> TASK DIRECTIONS: Continue the excerpt below on telemetry collector exporters, pipelines, and extensions, starting after its last sentence.

> EXCERPT TO READ:
• • • • •

Outcome: Clean, contextual, and analysis-ready telemetry.
Exporters
Exporters deliver telemetry to destinations.
- Primary backend exporter: Sends data to the chosen OTLP-compatible platform. Concept: pick or change your analysis tool without re-instrumenting.
- Debug exporter: Prints or previews data for validation. Concept: verify pipelines locally before scaling.
Outcome: Pluggable outputs with safe development workflows.
Telemetry Pipelines
Pipelines are end-to-end flows per signal type. Each defines which receivers, processors, and exporters to use.
- Metrics pipelines: Optimize for throughput and trend analysis. Enrich with service context.
- Log pipelines: Preserve structure and order. Extract attributes for querying and correlation.
- Trace pipelines: Keep parent–child relationships intact. Batch carefully to maintain trace integrity.
Concept: purpose-built lanes that keep signals consistent and linkable across the stack.
Extensions
Extensions add operational capabilities around the collector itself.
- Health checks: Expose collector status for monitoring. Concept: treat observability as a first-class service.
- Profiling (pprof): Inspect performance under load. Concept: diagnose pipeline bottlenecks.
- Diagnostics (zPages): View internal metrics and state. Concept: faster debugging without external tools.
Outcome: A manageable, inspectable observability control plane.

• • • • •

> SOURCE DATA:
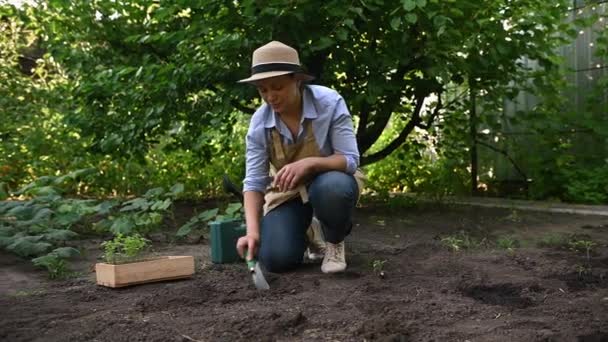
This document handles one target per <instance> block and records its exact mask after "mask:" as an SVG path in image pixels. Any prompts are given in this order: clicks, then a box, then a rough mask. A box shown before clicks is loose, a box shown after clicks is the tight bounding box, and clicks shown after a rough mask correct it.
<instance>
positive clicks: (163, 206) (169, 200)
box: [150, 198, 173, 211]
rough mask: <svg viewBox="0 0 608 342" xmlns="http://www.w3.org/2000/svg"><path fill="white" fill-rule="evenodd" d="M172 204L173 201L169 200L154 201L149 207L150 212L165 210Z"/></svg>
mask: <svg viewBox="0 0 608 342" xmlns="http://www.w3.org/2000/svg"><path fill="white" fill-rule="evenodd" d="M171 204H173V201H172V200H171V199H170V198H167V199H166V200H164V201H156V202H154V204H152V206H151V207H150V210H155V211H156V210H167V208H169V207H170V206H171Z"/></svg>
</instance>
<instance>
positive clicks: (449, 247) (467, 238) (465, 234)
mask: <svg viewBox="0 0 608 342" xmlns="http://www.w3.org/2000/svg"><path fill="white" fill-rule="evenodd" d="M440 241H441V244H442V245H443V246H445V247H447V248H448V249H449V250H451V251H453V252H460V251H465V250H471V249H475V248H479V247H480V246H481V245H482V244H483V243H484V242H485V239H482V240H480V239H478V238H476V237H474V236H472V235H471V234H470V233H469V232H467V231H465V230H461V231H459V232H458V233H456V234H453V235H448V236H444V237H442V238H441V240H440Z"/></svg>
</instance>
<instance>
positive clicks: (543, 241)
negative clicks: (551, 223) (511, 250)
mask: <svg viewBox="0 0 608 342" xmlns="http://www.w3.org/2000/svg"><path fill="white" fill-rule="evenodd" d="M568 240H569V238H568V235H567V234H547V235H545V236H543V237H542V238H541V239H540V241H538V243H537V245H538V247H546V248H556V249H562V248H566V247H567V246H568Z"/></svg>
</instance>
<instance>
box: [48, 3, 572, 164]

• • • • •

> OUTPUT OF THE TASK:
Integration with Platform Services
Application Instrumentation
Services instrumented with OpenTelemetry SDKs automatically emit telemetry:
Python Services (API, Agents, Pipelines):
opentelemetry-instrumentation-*libraries for automatic framework instrumentation- Custom instrumentation for business logic
- OpenInference for AI/ML semantic conventions
Instrumented Components:
- FastAPI HTTP requests and responses
- Database operations (MongoDB, PostgreSQL, Redis, Milvus)
- HTTP client requests (httpx, aiohttp, requests)
- LlamaIndex LLM operations
- Python logging framework
Infrastructure Integration
Non-instrumented services provide telemetry through infrastructure monitoring:
Container Metrics: Docker stats receiver collects resource metrics for all containers regardless of instrumentation.
Health Monitoring: File log receivers capture health status from both Docker events and synthetic checks.
Network Observability: Traefik proxy logs and metrics provide request routing visibility.
Multi-Platform Support
Vendor Flexibility
The OpenTelemetry foundation supports simultaneous export to multiple platforms:
Supported Platforms:
- SigNoz: Open-source, OpenTelemetry-native platform (current primary)
- Datadog: Commercial APM with comprehensive capabilities
- Grafana Cloud: Managed Prometheus, Loki, and Tempo
- New Relic: Application performance monitoring with AI insights
- Prometheus: Open-source time-series database
- Elasticsearch/ELK: Log analytics and search platform
- Splunk: Enterprise SIEM and observability platform
Adding Export Destinations
New observability platforms require only collector configuration changes:
- Define exporter in collector configuration
- Add exporter to relevant pipelines
- Configure authentication via environment variables
No application code changes required.
Security
Secure Transmission
All telemetry exports use TLS encryption preventing interception or tampering.
Access Control
Collector configuration and access restricted to infrastructure administrators. Application services emit telemetry through defined interfaces without collector access.
Secret Management
Authentication keys managed via environment variables, separate from configuration files, enabling secure secret rotation.